4.Voor de toepassing van lid 1 worden stemrechten, verbonden aan verpande aandelen, toegerekend aan de pandhouder, indien hij mag bepalen hoe de rechten worden uitgeoefend. Zijn de aandelen evenwel verpand voor een lening die de pandhouder heeft verstrekt in de gewone uitoefening van zijn bedrijf, dan worden de stemrechten hem slechts toegerekend, indien hij deze in eigen belang heeft uitgeoefend.

Artikel BW2 titel9: 24b.
Een groep is een economische eenheid waarin rechtspersonen en vennootschappen organisatorisch zijn verbonden. Groepsmaatschappijen zijn rechtspersonen en vennootschappen die met elkaar in een groep zijn verbonden.

Bepaling omzetdaling

Voor het bepalen van de omzetdaling is verder van belang dat daarin worden betrokken:
– Nederlandse groeps- en dochtermaatschappijen
– Buitenlandse groepsmaatschappijen en dochtermaatschappijen met SV-loon in Nederland.

De omzetdaling op groepsniveau komt er kortgezegd op neer dat je rekeninghoudend met het bovenstaande, de omzetdaling in de meetperiode vergelijkt met de referentieperiode op groepsniveau.
De omzetdaling wordt bepaald door een vergelijking in percentage van de omzet voor de meetperiode (de driemaandsperiode in 2020) en de referentieperiode (2019 omgerekend naar 3 maanden). Is de daling van de omzet 20% of meer, dan heb je recht op een NOW-subsidie (90% van de loonsom over de meetperiode vermenigvuldigd met de omzetdaling).
Indien op groepsniveau de omzetdaling minder dan 20% is mag onder voorwaarden op werkmaatschappij een aanvraag ingediend worden voor zover daar een omzetdaling van ten minste 20% is opgetreden.

Praktijkvragen

Het is geen verrassing dat er aardig wat vragen worden gesteld over de NOW regeling. Een aantal vragen en antwoorden over de groepsregeling hebben wij hieronder opgesomd ter lering.

1- Geen groepsmaatschappij maar toch onderdeel van de groep?

De groepsdefinitie van de verslaggevingsregels en van de NOW-regeling bij het bepalen van de groep zijn niet helemaal gelijk. Indien er sprake is van een dochteronderneming wordt deze in de regeling meegeteld in de bepaling van de omzet van een groep. Zoals ook hierboven opgenomen in de toelichting op het NOW-groepsbegrip vallen dochtermaatschappijen (behalve buitenlandse dochtermaatschappijen zonder loon in Nederland) in de NOW-groep terwijl dit volgens het groepsbegrip van BW2 titel 9 artikel 24 niet altijd het geval is.

> [Uit te voeren werk]
**A)** Bij welke omzetdaling heb je volgens de tekst over de NOW-regeling recht op een NOW-subsidie?
**B)** Neem uit de tekst over de NOW-regeling letterlijk het gedeelte over dat opent met de woorden waarin "De omzetdaling wordt" staat en afsluit met "opgesomd ter lering.".
De gegevens die hierna komen, staan los van de tekst over de NOW-regeling.

> [Vermelde gegevens]
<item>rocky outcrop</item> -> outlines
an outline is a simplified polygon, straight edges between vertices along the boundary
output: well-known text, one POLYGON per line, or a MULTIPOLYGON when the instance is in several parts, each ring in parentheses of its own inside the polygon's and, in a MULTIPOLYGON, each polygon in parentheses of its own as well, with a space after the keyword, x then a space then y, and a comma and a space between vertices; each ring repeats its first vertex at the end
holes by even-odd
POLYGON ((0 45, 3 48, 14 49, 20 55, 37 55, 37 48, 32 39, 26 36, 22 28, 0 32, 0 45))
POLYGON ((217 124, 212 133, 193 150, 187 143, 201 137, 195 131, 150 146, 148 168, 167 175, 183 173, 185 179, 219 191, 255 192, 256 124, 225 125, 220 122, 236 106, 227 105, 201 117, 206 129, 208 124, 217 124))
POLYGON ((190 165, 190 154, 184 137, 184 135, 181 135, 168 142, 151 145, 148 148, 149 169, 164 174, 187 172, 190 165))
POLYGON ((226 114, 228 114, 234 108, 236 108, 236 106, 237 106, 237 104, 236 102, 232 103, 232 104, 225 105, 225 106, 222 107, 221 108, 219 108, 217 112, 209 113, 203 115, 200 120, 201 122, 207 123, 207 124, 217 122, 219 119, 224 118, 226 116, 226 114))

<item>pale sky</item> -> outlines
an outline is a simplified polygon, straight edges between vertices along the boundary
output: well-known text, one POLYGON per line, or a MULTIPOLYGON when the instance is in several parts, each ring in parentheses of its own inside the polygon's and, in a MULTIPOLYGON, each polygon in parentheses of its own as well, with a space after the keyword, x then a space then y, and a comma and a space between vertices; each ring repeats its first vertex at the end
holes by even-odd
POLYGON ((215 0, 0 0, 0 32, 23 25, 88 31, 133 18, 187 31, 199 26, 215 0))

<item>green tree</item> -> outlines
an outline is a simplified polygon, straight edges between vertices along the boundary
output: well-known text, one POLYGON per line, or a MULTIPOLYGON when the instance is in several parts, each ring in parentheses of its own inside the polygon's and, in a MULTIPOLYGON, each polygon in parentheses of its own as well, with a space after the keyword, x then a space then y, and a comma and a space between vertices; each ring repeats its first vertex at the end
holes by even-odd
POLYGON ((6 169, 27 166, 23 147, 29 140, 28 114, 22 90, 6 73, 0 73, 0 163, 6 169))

> [Antwoorden bij oefening]
**A)** Bij een omzetdaling van 20% of meer.

**B)**
De omzetdaling wordt bepaald door een vergelijking in percentage van de omzet voor de meetperiode (de driemaandsperiode in 2020) en de referentieperiode (2019 omgerekend naar 3 maanden). Is de daling van de omzet 20% of meer, dan heb je recht op een NOW-subsidie (90% van de loonsom over de meetperiode vermenigvuldigd met de omzetdaling).
Indien op groepsniveau de omzetdaling minder dan 20% is mag onder voorwaarden op werkmaatschappij een aanvraag ingediend worden voor zover daar een omzetdaling van ten minste 20% is opgetreden.

Praktijkvragen

Het is geen verrassing dat er aardig wat vragen worden gesteld over de NOW regeling. Een aantal vragen en antwoorden over de groepsregeling hebben wij hieronder opgesomd ter lering.